------ Source text ------

It will be understood that it is not essential to have the gears 38 and 40 
of equal size. According to the application intended, the friction and 
loads expected, various gear ratios can be employed. It is not even 
essential to have drums of similar size. 
The winch of FIG. 4 operates on the same principles but with a different 
position of the epicyclic and the addition of a reduction gear which 
enables a much higher speed driving motor to be used. The epicyclic is no 
longer inside one of the drums (still referenced 1 and 2) and so more 
flexibility is possible in its design, since it is not constrained in 
volume. Also, the drums can now be made substantially the same, giving 
some economy. 
In more detail, the drive is applied to a pinion 50 which meshes with a 
large diameter gear 51 journalled to the base plate and fitted to a short 
shaft 52 whose intermediate portion forms the sun 53 of an epicyclic gear 
train. One of the planets is indicated at 54 and its mounting to a carrier 
55 is similar to the arrangement of FIG. 3. The carrier 55 is a disc-like 
portion at the end of a shaft 56, which at one end rotatably receives the 
free end of the shaft 52, and which at the other end is splined to a 
member 57 forming part of the first grooved drum 1. The other drum part is 
indicated at 58. Therefore this drum is effectively integral with the 
planet carrier of the epicyclic. 
The annulus 59 of the epicyclic is journalled on part of the base body, and 
meshes with a gear 60 fixed to one end of a shaft 61 splined at its other 
end to part of the second drum 2. Thus, this second drum is effectively in 
mesh with the annulus of the epicyclic, and there is the same kind of 
differential coupling of the drums as in FIG. 3. 
It will be seen that the drums are again journalled at an intermediate 
zone, offset towards one end. There are certain detailed differences of 
construction, such a the formation of the base body in several parts, and 
in the provision of a casing over the drums, but these will be evident by 
inspection of the FIG.

------ Recorded information ------

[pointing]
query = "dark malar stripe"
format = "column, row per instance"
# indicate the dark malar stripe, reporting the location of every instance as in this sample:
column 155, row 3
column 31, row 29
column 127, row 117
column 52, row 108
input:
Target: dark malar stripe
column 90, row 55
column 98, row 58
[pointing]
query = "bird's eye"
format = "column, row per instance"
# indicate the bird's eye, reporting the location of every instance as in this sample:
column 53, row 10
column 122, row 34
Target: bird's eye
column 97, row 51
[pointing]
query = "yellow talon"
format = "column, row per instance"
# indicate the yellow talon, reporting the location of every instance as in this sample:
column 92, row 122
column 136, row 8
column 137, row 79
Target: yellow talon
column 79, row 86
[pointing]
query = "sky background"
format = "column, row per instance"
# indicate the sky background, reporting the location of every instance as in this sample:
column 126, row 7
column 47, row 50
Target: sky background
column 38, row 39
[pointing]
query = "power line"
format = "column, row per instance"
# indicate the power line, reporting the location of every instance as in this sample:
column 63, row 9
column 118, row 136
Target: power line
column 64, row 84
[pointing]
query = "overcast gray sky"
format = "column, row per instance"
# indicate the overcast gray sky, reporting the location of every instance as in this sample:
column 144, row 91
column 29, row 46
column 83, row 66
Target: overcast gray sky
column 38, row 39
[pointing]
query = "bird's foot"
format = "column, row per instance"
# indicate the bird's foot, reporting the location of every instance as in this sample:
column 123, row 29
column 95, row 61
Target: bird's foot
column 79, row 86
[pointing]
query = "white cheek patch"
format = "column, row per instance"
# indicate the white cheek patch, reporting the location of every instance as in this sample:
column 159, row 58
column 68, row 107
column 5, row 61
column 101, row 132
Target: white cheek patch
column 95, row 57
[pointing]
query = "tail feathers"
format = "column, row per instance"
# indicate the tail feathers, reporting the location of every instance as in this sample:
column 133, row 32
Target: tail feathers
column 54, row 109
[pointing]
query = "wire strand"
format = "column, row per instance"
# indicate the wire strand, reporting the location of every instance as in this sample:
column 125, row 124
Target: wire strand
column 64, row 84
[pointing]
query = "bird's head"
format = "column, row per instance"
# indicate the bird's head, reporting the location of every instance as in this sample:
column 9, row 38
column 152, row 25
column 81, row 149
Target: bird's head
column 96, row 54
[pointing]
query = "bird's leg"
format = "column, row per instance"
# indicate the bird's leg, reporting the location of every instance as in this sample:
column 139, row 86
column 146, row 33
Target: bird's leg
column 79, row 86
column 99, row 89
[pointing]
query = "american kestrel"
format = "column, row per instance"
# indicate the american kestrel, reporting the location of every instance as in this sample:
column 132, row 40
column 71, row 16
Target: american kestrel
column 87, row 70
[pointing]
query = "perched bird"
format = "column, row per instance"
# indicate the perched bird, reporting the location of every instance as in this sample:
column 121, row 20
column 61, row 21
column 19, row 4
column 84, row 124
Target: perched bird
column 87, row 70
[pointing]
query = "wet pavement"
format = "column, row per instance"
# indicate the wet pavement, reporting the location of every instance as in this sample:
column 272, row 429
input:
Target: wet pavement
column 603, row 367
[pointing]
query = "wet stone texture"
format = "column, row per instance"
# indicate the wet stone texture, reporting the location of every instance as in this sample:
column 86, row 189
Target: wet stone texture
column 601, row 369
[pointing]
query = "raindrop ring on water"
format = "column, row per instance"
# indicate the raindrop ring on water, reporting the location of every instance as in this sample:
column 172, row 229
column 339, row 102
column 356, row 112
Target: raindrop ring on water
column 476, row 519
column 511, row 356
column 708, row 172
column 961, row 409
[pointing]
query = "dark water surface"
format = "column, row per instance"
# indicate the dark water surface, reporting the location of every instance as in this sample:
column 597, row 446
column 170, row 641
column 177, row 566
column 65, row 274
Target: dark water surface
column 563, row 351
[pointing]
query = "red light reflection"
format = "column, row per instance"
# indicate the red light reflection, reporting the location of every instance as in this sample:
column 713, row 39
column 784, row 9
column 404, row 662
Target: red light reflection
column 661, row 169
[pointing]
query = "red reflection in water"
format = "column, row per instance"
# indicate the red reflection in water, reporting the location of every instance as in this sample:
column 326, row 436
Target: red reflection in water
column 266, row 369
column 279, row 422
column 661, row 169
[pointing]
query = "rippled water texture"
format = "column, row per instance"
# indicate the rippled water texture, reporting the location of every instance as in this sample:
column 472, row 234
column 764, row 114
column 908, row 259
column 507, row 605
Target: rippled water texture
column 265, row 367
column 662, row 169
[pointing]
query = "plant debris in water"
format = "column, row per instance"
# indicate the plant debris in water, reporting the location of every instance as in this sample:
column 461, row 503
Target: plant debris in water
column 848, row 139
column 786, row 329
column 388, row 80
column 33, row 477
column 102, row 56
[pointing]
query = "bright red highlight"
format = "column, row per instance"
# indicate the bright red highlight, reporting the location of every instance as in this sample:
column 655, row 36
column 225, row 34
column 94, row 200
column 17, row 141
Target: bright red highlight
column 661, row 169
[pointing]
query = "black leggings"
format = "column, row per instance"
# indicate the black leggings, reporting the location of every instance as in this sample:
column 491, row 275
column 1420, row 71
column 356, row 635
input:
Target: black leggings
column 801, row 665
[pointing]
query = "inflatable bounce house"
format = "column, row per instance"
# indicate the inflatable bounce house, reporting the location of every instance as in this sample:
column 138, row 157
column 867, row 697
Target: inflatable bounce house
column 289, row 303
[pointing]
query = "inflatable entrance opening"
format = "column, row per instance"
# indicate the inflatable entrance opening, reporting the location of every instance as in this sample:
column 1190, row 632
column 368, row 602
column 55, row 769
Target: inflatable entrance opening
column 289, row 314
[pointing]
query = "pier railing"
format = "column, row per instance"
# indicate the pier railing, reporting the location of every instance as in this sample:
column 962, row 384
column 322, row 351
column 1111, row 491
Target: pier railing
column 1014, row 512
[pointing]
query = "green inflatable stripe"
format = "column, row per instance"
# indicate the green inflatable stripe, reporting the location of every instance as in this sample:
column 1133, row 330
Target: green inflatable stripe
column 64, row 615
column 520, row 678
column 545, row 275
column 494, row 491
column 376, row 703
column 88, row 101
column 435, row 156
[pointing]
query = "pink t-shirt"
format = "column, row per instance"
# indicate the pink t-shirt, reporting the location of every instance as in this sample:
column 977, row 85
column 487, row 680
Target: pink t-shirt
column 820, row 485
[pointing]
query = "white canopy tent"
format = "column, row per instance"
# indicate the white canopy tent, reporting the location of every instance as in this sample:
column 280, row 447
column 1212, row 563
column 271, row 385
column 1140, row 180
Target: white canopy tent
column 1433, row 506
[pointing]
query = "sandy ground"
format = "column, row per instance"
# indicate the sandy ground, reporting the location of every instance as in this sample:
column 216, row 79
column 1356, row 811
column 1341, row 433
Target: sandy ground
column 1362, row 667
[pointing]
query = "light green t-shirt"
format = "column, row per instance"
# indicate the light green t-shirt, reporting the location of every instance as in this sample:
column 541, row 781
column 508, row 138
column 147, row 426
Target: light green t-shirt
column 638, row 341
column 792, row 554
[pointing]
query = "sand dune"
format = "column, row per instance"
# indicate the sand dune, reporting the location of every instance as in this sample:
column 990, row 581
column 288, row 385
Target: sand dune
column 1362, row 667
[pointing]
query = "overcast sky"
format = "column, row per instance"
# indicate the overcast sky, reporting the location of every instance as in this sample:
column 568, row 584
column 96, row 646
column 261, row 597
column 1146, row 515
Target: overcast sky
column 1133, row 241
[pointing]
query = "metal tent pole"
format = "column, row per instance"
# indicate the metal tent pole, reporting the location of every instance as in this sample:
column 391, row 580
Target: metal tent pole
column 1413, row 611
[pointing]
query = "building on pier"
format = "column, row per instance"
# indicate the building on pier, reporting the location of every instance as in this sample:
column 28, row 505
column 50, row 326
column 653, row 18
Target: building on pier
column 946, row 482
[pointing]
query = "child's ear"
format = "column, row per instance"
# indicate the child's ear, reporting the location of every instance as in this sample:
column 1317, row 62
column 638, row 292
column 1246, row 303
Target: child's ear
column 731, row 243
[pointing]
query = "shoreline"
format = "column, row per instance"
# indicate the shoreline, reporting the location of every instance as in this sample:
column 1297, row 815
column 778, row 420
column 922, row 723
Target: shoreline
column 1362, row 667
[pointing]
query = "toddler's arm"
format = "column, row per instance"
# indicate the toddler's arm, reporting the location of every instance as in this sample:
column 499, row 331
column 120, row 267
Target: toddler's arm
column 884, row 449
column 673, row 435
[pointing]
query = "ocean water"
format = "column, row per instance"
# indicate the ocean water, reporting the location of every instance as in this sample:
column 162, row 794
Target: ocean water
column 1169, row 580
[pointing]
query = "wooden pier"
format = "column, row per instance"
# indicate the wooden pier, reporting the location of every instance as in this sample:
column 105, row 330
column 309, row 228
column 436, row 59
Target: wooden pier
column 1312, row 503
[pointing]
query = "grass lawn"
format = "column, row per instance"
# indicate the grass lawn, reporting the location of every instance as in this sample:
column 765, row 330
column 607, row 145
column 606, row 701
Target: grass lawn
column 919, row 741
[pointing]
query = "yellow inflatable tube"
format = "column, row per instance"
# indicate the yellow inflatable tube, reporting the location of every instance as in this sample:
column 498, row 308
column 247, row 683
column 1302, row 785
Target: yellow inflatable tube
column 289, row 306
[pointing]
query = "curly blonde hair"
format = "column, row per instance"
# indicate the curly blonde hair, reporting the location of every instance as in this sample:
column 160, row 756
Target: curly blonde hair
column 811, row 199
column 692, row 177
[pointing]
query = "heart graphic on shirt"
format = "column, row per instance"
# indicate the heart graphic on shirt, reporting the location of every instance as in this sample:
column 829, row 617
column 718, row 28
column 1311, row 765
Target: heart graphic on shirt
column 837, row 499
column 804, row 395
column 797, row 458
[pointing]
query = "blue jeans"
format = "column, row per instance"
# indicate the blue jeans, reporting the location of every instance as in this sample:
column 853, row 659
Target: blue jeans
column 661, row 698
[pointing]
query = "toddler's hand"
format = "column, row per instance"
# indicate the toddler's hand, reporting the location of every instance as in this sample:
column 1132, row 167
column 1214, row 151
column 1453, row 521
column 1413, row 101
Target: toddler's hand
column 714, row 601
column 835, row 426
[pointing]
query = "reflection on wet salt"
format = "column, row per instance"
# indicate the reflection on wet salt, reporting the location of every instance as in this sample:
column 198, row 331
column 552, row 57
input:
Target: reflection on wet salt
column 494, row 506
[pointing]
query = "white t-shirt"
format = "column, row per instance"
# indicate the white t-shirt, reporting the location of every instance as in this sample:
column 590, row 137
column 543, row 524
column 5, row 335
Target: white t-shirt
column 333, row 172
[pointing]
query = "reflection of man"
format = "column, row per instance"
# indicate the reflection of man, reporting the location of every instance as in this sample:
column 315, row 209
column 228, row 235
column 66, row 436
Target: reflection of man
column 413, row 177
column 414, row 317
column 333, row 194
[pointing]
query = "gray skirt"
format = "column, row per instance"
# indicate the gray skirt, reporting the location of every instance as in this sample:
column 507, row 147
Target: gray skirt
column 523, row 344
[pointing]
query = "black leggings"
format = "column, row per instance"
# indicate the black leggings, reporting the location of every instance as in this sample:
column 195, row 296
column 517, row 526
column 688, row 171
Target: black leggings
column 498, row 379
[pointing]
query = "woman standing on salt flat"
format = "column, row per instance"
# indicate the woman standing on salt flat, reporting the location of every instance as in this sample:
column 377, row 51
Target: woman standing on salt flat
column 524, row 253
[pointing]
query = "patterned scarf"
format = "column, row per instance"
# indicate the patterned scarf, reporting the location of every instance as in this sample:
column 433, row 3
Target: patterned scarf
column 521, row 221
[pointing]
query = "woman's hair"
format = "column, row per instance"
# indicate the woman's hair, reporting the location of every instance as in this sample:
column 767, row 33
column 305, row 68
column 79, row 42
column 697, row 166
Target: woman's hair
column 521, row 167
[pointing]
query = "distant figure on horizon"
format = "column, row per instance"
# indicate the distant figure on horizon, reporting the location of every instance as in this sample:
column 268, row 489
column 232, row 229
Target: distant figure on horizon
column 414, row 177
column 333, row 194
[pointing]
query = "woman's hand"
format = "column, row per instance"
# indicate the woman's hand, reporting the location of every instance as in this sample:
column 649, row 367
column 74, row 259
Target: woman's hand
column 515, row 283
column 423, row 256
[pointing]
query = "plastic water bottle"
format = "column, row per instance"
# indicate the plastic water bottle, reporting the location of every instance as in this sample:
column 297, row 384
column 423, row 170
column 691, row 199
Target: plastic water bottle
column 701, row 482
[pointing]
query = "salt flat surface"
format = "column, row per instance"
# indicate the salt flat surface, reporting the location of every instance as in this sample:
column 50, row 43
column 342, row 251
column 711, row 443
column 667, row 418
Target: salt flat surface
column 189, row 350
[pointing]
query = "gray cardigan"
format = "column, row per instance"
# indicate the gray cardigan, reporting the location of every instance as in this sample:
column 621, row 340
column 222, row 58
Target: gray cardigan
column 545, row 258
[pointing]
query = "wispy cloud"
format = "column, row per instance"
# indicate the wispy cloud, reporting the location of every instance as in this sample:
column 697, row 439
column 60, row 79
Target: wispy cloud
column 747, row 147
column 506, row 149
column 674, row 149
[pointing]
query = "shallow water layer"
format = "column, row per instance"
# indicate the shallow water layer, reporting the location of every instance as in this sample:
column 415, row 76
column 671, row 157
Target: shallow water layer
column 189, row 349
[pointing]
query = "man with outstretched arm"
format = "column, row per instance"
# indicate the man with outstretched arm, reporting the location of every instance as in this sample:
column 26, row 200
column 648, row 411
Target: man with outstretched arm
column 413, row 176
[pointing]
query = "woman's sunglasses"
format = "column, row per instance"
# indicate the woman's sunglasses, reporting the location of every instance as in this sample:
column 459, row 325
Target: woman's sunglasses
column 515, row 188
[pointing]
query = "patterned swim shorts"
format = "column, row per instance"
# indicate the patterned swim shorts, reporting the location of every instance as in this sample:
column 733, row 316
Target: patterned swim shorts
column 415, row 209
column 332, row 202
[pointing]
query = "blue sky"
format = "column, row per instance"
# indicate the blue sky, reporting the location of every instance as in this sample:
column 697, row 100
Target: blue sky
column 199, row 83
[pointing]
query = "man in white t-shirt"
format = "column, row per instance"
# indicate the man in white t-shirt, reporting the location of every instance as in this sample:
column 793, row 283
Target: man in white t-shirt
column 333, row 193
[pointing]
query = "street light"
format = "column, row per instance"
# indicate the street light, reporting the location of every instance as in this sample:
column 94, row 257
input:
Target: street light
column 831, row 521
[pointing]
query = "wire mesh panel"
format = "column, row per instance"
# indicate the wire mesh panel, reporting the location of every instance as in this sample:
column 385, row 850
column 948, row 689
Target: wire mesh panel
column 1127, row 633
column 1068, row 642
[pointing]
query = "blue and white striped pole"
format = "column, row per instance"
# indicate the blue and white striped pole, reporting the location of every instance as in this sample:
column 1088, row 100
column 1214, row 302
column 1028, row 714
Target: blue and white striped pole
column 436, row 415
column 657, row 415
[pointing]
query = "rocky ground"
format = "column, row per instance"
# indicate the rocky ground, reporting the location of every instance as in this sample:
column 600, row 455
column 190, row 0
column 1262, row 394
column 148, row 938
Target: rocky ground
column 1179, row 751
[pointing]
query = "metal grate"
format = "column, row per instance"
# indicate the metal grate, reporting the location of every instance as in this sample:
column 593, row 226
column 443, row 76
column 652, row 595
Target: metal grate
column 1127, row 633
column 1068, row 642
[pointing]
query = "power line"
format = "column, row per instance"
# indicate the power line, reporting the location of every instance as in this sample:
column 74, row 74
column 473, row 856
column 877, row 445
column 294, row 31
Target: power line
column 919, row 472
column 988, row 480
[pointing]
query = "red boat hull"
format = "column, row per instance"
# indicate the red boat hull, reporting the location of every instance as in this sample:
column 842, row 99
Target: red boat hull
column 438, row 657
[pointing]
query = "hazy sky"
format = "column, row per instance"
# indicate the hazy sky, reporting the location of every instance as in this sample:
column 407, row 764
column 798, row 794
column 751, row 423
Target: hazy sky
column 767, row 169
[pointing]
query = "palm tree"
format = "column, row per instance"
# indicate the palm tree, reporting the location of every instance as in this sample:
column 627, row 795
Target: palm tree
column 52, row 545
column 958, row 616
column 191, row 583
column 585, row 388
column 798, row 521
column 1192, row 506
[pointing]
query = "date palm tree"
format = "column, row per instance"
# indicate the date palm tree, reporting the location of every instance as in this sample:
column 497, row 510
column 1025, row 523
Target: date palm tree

------

Stated goal 1:
In the winch text, what does pinion 50 mesh with?
Stated goal 2:
Retype the winch text starting at "The winch of" and ending at "some economy.".

Worked answer 1:
A large diameter gear 51 journalled to the base plate.

Worked answer 2:
The winch of FIG. 4 operates on the same principles but with a different 
position of the epicyclic and the addition of a reduction gear which 
enables a much higher speed driving motor to be used. The epicyclic is no 
longer inside one of the drums (still referenced 1 and 2) and so more 
flexibility is possible in its design, since it is not constrained in 
volume. Also, the drums can now be made substantially the same, giving 
some economy.